**Problem to work on**
Nothing in the entries should change; repeat them exactly.

(Extracted data entries)

-.-.-

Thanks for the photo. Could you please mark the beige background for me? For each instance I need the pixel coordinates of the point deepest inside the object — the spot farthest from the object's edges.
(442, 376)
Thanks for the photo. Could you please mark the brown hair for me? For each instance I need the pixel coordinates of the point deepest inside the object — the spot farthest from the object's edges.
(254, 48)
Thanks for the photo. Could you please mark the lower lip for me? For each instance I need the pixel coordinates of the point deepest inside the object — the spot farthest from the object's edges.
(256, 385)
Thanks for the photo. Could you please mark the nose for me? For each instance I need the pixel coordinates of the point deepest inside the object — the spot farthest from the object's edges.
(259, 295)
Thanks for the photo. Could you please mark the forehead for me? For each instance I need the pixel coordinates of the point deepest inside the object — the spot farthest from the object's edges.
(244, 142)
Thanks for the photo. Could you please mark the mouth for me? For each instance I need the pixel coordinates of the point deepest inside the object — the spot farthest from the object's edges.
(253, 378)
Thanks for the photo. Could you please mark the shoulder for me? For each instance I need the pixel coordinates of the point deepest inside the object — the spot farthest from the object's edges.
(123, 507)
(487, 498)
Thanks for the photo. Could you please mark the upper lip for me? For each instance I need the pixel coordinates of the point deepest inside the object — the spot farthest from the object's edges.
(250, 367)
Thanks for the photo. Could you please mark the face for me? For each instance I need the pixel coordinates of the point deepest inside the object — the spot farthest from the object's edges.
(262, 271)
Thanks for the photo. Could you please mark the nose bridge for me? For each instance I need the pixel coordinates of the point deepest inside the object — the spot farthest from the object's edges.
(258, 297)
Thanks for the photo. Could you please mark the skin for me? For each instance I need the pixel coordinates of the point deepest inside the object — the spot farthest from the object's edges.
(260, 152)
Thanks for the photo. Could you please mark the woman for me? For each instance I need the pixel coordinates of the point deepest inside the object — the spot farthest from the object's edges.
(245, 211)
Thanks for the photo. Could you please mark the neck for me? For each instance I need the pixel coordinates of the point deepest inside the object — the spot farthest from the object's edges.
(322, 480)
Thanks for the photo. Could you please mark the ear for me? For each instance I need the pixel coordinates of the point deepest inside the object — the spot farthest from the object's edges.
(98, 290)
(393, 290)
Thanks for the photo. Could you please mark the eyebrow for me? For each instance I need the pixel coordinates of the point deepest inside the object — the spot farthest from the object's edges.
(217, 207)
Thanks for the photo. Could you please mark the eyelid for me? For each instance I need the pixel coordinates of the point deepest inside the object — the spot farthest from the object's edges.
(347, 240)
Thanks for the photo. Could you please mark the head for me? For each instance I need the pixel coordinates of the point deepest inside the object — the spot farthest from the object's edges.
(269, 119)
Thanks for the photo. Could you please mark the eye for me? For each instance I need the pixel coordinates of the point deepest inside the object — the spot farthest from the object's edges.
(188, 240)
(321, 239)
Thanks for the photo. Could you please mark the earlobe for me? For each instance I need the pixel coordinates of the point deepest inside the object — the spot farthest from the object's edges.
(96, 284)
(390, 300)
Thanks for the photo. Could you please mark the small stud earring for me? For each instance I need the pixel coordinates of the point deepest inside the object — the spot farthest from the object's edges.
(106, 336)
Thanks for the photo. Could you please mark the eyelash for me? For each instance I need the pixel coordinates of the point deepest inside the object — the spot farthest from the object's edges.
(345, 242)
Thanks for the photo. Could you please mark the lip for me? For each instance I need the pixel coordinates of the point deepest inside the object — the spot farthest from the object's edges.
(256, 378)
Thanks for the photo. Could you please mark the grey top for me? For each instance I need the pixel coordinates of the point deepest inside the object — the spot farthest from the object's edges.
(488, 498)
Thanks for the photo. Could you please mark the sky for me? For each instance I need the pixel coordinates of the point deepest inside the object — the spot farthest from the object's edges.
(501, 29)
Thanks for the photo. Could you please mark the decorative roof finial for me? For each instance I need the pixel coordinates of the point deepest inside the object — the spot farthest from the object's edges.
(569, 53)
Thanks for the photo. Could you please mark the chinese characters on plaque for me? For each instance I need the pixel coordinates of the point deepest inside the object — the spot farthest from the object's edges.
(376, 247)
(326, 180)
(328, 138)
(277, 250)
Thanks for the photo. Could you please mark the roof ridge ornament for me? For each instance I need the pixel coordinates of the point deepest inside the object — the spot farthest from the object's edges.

-.-.-

**Exercise output**
Thanks for the photo. Could you please mark the beige background for me? For each instance I need the pixel coordinates of the point deepest inside the object — the spot farthest from the object's edges.
(442, 376)
Thanks for the photo. Could you please mark the brown hair for me? For each instance I need the pixel coordinates of the point deepest inside the object — the spot farthest from the object's edges.
(254, 48)
Thanks for the photo. Could you please mark the lower lip for me? For each instance I need the pixel coordinates of the point deepest inside the object — the spot farthest from the object's edges.
(256, 385)
Thanks for the photo. Could you please mark the nose for me? For each instance I need the pixel coordinates of the point deepest inside the object — the spot farthest from the object's edges.
(259, 295)
Thanks for the photo. Could you please mark the forehead for me? For each instance I need the pixel coordinates of the point deepest inside the object — the spot farthest from the object's edges.
(244, 142)
Thanks for the photo. Could you please mark the mouth for me? For each instance I need the pixel coordinates of the point deepest inside the object — the spot farthest from the object's edges.
(253, 378)
Thanks for the photo. Could you please mark the shoulder for me? For each instance I need the pixel coordinates of the point deepest inside the object — the spot farthest from the object's edges.
(123, 507)
(487, 498)
Thanks for the photo. Could you please mark the upper lip for me? For each instance I need the pixel coordinates of the point deepest inside the object — the spot farthest from the object's edges.
(250, 367)
Thanks for the photo. Could you please mark the face for me? For each instance I need the pixel coordinates of the point deepest inside the object — the spot farthest from the object's edges.
(262, 271)
Thanks for the photo. Could you please mark the nose bridge for me? For each instance I need the pixel coordinates of the point deepest inside the object — the spot farthest from the object's edges.
(258, 297)
Thanks for the photo. Could you please mark the skin for me? For each instance I need the pixel coordinates of the point deepest inside the object — the spot farthest from the object's edges.
(260, 152)
Thanks for the photo. Could you please mark the woman for me? For each instance I need the pixel coordinates of the point deepest inside the object — the spot farthest from the object's edges.
(245, 211)
Thanks for the photo. Could you please mark the neck for me? For each instance I need the pixel coordinates of the point deepest inside the object — the spot farthest from the object's edges.
(322, 480)
Thanks for the photo. Could you please mark the ear for me? For each instance I need the pixel coordinates of the point deepest inside the object — the spot farthest from the object's edges.
(98, 290)
(393, 290)
Thanks for the photo. Could you please mark the eyebrow for me? For each instance I need the pixel coordinates of the point deepest inside the object — the spot farthest from the object's edges.
(217, 207)
Thanks for the photo. Could you please mark the eyelid for me? For each instance I need the pixel coordinates of the point deepest inside the object — the spot farthest from the object's edges.
(347, 240)
Thanks for the photo. Could you please mark the head for me? For each instance I need the pixel coordinates of the point deepest inside the object — the spot farthest from the object's edges.
(269, 119)
Thanks for the photo. Could you please mark the eye for me? For each instance I need the pixel coordinates of the point deepest inside the object — the spot farthest from the object's edges.
(188, 240)
(321, 239)
Thanks for the photo. Could you please mark the earlobe for me? For each instance I need the pixel coordinates of the point deepest inside the object — the spot farthest from the object's edges.
(96, 284)
(390, 300)
Thanks for the photo. Could you please mark the small stud earring for me? For each instance I need the pixel coordinates of the point deepest inside the object — the spot farthest from the object's edges.
(106, 336)
Thanks for the photo. Could you please mark the eyelash for me? For each instance I need the pixel coordinates of the point deepest inside the object — the spot farthest from the object's edges.
(345, 242)
Thanks for the photo. Could you please mark the lip for me? For each instance I need the pixel coordinates of the point deepest inside the object — the spot farthest from the object's edges.
(256, 378)
Thanks for the photo. Could you please mark the grey top for me? For each instance I need the pixel coordinates of the point deepest inside the object — the spot farthest from the object's edges.
(488, 498)
Thanks for the photo. Could you please mark the sky for me? For each instance I need the pixel coordinates of the point deepest inside the object — the spot farthest from the object's edges.
(501, 29)
Thanks for the photo. Could you please mark the decorative roof finial for me? For each instance I need the pixel coordinates of the point deepest inside the object — the spot farthest from the object's edges.
(569, 53)
Thanks for the photo. Could you please mark the chinese characters on plaque for me? For each instance I need the pixel coordinates of the point deepest inside the object — the spot farthest from the object's edges.
(376, 247)
(326, 180)
(328, 138)
(277, 250)
Thanks for the photo. Could you please mark the roof ridge ornament for me? For each instance I need the pixel coordinates of the point deepest inside the object — the spot farthest from the object's edges.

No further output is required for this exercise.